## Exercise goal
In the Libertas bike thread below, repeat the passage starting at "Chainstay stop is" and ending at "Huret shift lever.", switching "Huret" to "Simplex".

# Libertas 20” 3spd road bike pics



## redline1968 (Nov 5, 2019)

Had a little time so I got some pics on this 20” 3spd original...rolls and work just like it should...


----------



## juvela (Nov 5, 2019)

-----

Thanks for posting.

Have not before encountered this technique of using a transfer to suggest a lug on a lugless frame.

Is the transfer present on the NDS seat stay cap?

Pedal set is Sheffield Corsa model Nr. 655 (Italy)

Chainstay stop is Shimano 333; the only Asian fitting on the cycle, from what can be seen.

Are you able to read any markings on the wheel rims?

Once again we appear to be in the early 1970's here.  ~1974 was the final year for this pattern of Huret shift lever.

Did this machine also come from Roger's?

Thanks again!   

-----


----------



## bricycle (Nov 6, 2019)

so neat, you have every wheel size made?


----------



## redline1968 (Nov 6, 2019)

## Available data
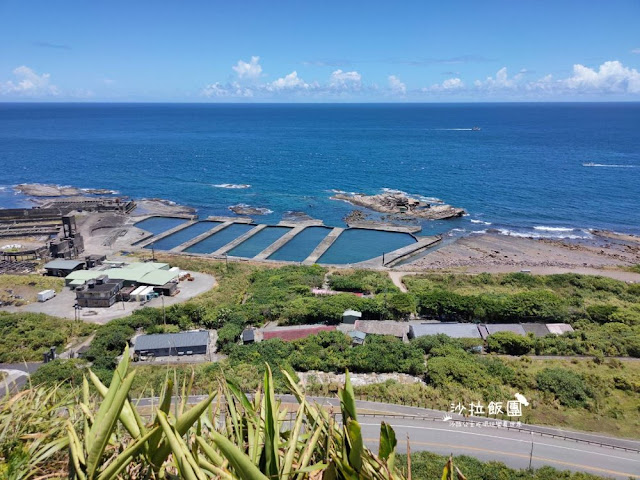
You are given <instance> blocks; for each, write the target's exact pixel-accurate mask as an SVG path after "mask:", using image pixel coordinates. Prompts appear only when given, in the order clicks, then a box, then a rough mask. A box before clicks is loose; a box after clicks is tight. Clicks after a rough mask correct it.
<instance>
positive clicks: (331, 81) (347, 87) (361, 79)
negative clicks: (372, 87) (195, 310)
mask: <svg viewBox="0 0 640 480" xmlns="http://www.w3.org/2000/svg"><path fill="white" fill-rule="evenodd" d="M361 87H362V75H360V74H359V73H358V72H356V71H353V72H343V71H342V70H340V69H338V70H336V71H334V72H333V73H331V76H330V77H329V88H331V89H333V90H343V91H353V90H360V88H361Z"/></svg>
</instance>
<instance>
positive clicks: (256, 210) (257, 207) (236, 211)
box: [229, 203, 273, 215]
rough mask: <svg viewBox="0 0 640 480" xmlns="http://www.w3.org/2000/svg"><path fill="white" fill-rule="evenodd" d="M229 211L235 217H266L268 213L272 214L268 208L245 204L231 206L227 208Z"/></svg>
mask: <svg viewBox="0 0 640 480" xmlns="http://www.w3.org/2000/svg"><path fill="white" fill-rule="evenodd" d="M229 210H231V211H232V212H233V213H235V214H237V215H268V214H270V213H273V212H272V211H271V210H269V209H268V208H264V207H252V206H251V205H247V204H245V203H239V204H237V205H232V206H230V207H229Z"/></svg>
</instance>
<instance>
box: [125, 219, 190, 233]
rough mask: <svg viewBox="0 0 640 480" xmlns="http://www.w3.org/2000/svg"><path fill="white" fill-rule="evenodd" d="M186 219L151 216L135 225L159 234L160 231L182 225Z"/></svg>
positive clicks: (185, 220) (162, 231)
mask: <svg viewBox="0 0 640 480" xmlns="http://www.w3.org/2000/svg"><path fill="white" fill-rule="evenodd" d="M186 221H187V220H186V219H184V218H173V217H149V218H147V219H145V220H142V221H140V222H138V223H135V224H134V225H133V226H134V227H138V228H141V229H142V230H146V231H147V232H149V233H153V234H154V235H159V234H160V233H163V232H166V231H167V230H171V229H172V228H175V227H177V226H178V225H182V224H183V223H184V222H186Z"/></svg>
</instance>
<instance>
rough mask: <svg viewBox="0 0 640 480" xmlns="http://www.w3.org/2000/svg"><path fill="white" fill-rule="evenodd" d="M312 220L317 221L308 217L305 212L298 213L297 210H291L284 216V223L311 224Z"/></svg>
mask: <svg viewBox="0 0 640 480" xmlns="http://www.w3.org/2000/svg"><path fill="white" fill-rule="evenodd" d="M312 220H315V218H313V217H311V216H309V215H307V214H306V213H304V212H298V211H295V210H289V211H287V212H284V214H283V215H282V221H283V222H310V221H312Z"/></svg>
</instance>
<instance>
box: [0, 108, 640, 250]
mask: <svg viewBox="0 0 640 480" xmlns="http://www.w3.org/2000/svg"><path fill="white" fill-rule="evenodd" d="M473 126H478V127H480V128H481V130H480V131H472V130H471V128H472V127H473ZM0 166H1V170H0V172H1V173H0V206H2V207H13V206H19V205H25V204H29V203H28V202H27V199H26V198H25V197H23V196H21V195H16V194H15V193H14V191H13V190H12V186H13V185H15V184H18V183H55V184H61V185H73V186H77V187H85V188H109V189H114V190H117V191H119V192H120V193H121V194H122V195H128V196H131V197H136V198H139V197H161V198H166V199H170V200H174V201H176V202H178V203H183V204H187V205H191V206H193V207H196V208H197V209H198V211H199V213H200V215H201V216H207V215H213V214H216V215H229V214H231V212H229V211H228V207H229V206H230V205H234V204H238V203H244V204H248V205H252V206H256V207H264V208H267V209H269V210H270V211H271V212H272V213H270V214H268V215H266V216H264V217H262V218H261V219H260V221H261V222H266V223H276V222H277V221H279V220H280V218H281V217H282V214H283V213H284V212H286V211H289V210H296V211H303V212H305V213H307V214H308V215H311V216H312V217H316V218H321V219H323V220H324V221H325V223H326V224H327V225H332V226H333V225H338V226H341V225H343V221H342V218H343V217H344V216H345V215H346V214H347V213H348V212H349V211H351V210H352V207H351V206H350V205H348V204H346V203H344V202H339V201H334V200H330V199H329V197H330V196H331V195H332V190H341V191H346V192H365V193H372V194H373V193H378V192H380V191H382V189H384V188H387V189H394V190H401V191H404V192H407V193H409V194H414V195H421V196H424V197H437V198H439V199H442V200H444V201H445V202H446V203H450V204H452V205H455V206H459V207H463V208H465V209H466V210H467V211H468V212H469V215H468V216H466V217H463V218H460V219H455V220H449V221H437V222H424V223H423V226H424V230H423V233H424V234H432V233H441V232H445V231H452V230H453V231H454V232H457V233H463V232H470V231H472V230H482V229H487V228H495V229H498V230H502V231H503V232H505V233H506V232H511V233H513V234H522V235H540V236H567V237H572V236H583V235H586V234H585V233H584V232H583V231H582V230H583V229H588V228H604V229H610V230H614V231H619V232H631V233H640V104H638V103H624V104H621V103H618V104H613V103H591V104H575V103H574V104H558V103H555V104H429V105H424V104H402V105H398V104H366V105H362V104H357V105H354V104H351V105H326V104H324V105H202V104H193V105H176V104H157V105H150V104H109V105H102V104H6V103H5V104H0ZM230 185H235V186H247V185H250V187H248V188H228V187H229V186H230ZM258 218H259V217H258Z"/></svg>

## Your response
Chainstay stop is Shimano 333; the only Asian fitting on the cycle, from what can be seen.

Are you able to read any markings on the wheel rims?

Once again we appear to be in the early 1970's here.  ~1974 was the final year for this pattern of Simplex shift lever.